# Parallel Breadth-First Search (pBFS)
## Edric Svarte

Graphs are incredibly useful data structures used to represent networks. In practice, graphs tend to be large, and so graph algorithms must be efficient. Here, we explore a scaleable algorithm for solving the *single-source shortest path* problem.

Suppose we have a directed graph with weighted edges. How do we find the shortest paths between a given vertex and all other vertices? Dijkstra's algorithm is a promising candidate. Unfortunately, this algorithm cannot be parallelized. On the other hand, breadth-first search (BFS) can easily be modified to run in parallel. You may recall that sequential BFS may fail on graphs with weighted edges. On the other hand, parallel BFS can handle these graphs. Here, we explore the parallel algorithm and provide a simple implementation in PySpark.

First, we load Spark.

In [None]:
from math import inf, isinf

! apt-get update -qq > /dev/null
! apt-get install openjdk-8-jdk-headless -qq > /dev/null
! wget -q https://dlcdn.apache.org/spark/spark-3.3.3/spark-3.3.3-bin-hadoop3.tgz
! tar xzf spark-3.3.3-bin-hadoop3.tgz
! pip install -q findspark

import os
os.environ['JAVA_HOME'] = '/usr/lib/jvm/java-8-openjdk-amd64'
os.environ['SPARK_HOME'] = '/content/spark-3.3.3-bin-hadoop3'

import findspark
findspark.init()

from pyspark import SparkContext, SparkConf

spark_conf = SparkConf().setAppName('YourTest').setMaster('local[*]')
sc = SparkContext.getOrCreate(spark_conf)

## Setup

Consider the graph below. Let's suppose we want to find the minimum distance between the vertex labelled $A$, and all other nodes.

pBFS_drawing1.svg

What is the minimum distance between nodes $A$ and $C$? The correct answer is 4. In particular, the path $A$ -> $B$ -> $C$ is of length 4. However, regular BFS would explore $C$ during the first iteration and mark this node as visited. The algorithm would incorrectly return 5 as the minimum distance between $A$ and $C$.

______________________________

(EXERCISES TO COMPLETE)
A) Which algorithm does the parallel BFS page say cannot be parallelized?
B) Reproduce the stretch of the parallel BFS page from "Graphs are incredibly" through "we load Spark.", word for word.
The records that come next are separate material, apart from the parallel BFS page.

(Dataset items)
______________________________

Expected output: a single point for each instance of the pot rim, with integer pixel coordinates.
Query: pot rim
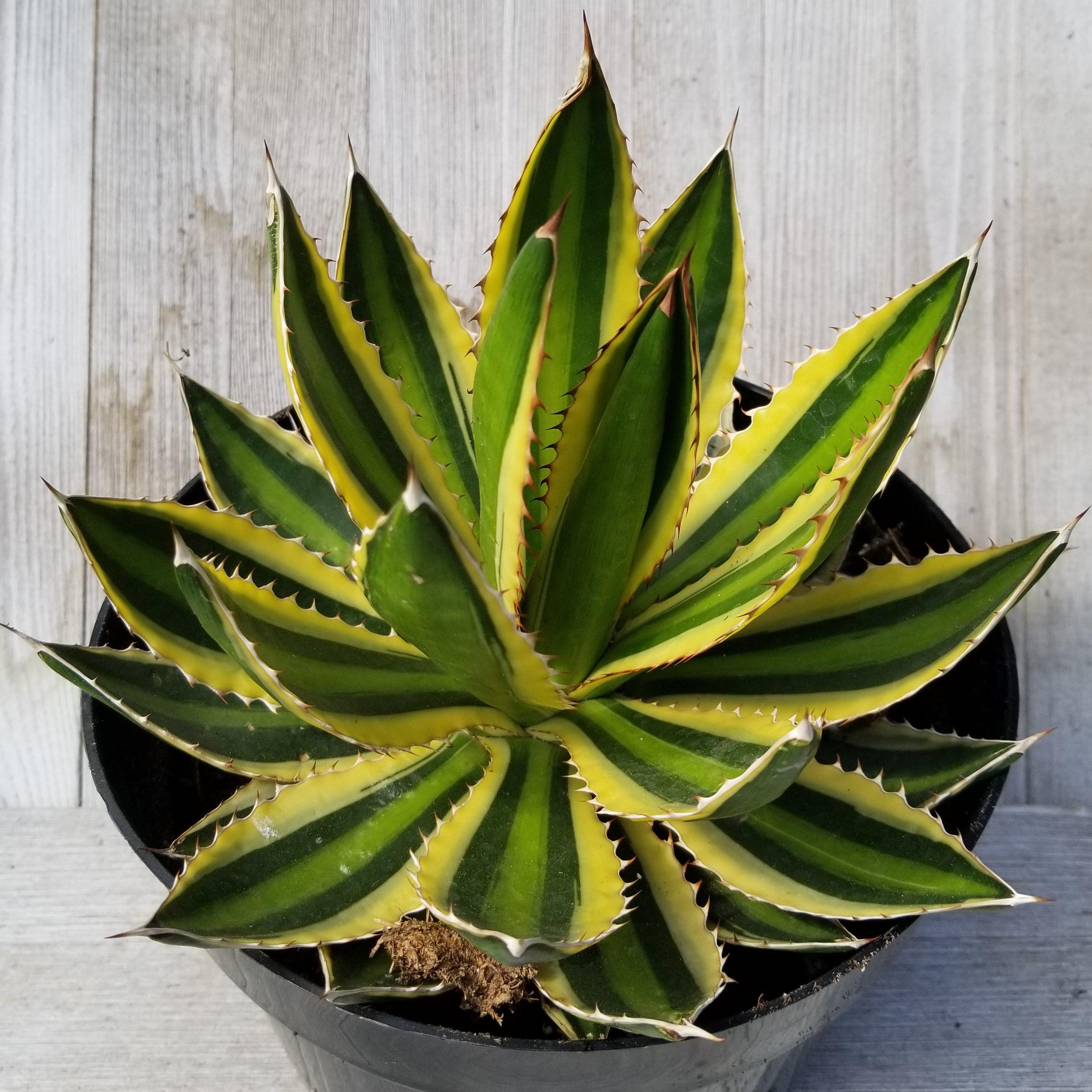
(854, 961)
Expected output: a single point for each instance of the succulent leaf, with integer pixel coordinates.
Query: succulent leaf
(201, 835)
(648, 762)
(927, 766)
(416, 329)
(509, 363)
(656, 973)
(580, 157)
(765, 570)
(703, 223)
(268, 473)
(524, 869)
(854, 647)
(435, 596)
(251, 737)
(351, 409)
(356, 972)
(627, 495)
(753, 924)
(837, 844)
(375, 690)
(132, 547)
(797, 438)
(326, 860)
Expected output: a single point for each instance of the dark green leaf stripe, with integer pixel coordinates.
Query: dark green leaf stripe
(253, 738)
(421, 340)
(351, 409)
(703, 223)
(753, 924)
(373, 689)
(238, 805)
(904, 412)
(272, 474)
(656, 763)
(578, 589)
(360, 972)
(836, 844)
(509, 365)
(580, 159)
(326, 860)
(656, 973)
(797, 437)
(436, 596)
(130, 545)
(854, 647)
(927, 766)
(526, 869)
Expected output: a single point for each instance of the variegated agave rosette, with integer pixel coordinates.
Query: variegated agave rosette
(527, 635)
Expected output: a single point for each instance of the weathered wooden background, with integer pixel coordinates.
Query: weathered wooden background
(876, 139)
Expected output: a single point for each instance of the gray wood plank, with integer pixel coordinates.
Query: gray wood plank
(988, 1002)
(1056, 392)
(46, 97)
(82, 1013)
(957, 132)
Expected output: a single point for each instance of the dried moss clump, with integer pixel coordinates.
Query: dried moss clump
(428, 951)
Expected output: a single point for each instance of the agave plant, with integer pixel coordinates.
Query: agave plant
(541, 635)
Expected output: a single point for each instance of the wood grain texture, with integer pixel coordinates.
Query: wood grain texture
(876, 139)
(46, 97)
(1001, 1000)
(988, 1002)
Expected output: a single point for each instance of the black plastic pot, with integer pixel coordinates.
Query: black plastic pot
(779, 1002)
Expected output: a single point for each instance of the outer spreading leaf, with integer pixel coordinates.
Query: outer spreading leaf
(237, 806)
(854, 647)
(251, 737)
(132, 547)
(326, 860)
(356, 973)
(510, 360)
(654, 763)
(434, 594)
(524, 869)
(627, 496)
(372, 689)
(581, 159)
(836, 844)
(272, 474)
(350, 407)
(763, 571)
(703, 223)
(927, 766)
(753, 924)
(660, 970)
(422, 343)
(797, 438)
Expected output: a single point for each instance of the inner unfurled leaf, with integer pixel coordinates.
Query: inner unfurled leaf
(628, 493)
(436, 596)
(351, 409)
(421, 340)
(580, 159)
(509, 365)
(703, 226)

______________________________

(ANSWERS TO THE EXERCISES)
A) Dijkstra's algorithm.

B)
Graphs are incredibly useful data structures used to represent networks. In practice, graphs tend to be large, and so graph algorithms must be efficient. Here, we explore a scaleable algorithm for solving the *single-source shortest path* problem.

Suppose we have a directed graph with weighted edges. How do we find the shortest paths between a given vertex and all other vertices? Dijkstra's algorithm is a promising candidate. Unfortunately, this algorithm cannot be parallelized. On the other hand, breadth-first search (BFS) can easily be modified to run in parallel. You may recall that sequential BFS may fail on graphs with weighted edges. On the other hand, parallel BFS can handle these graphs. Here, we explore the parallel algorithm and provide a simple implementation in PySpark.

First, we load Spark.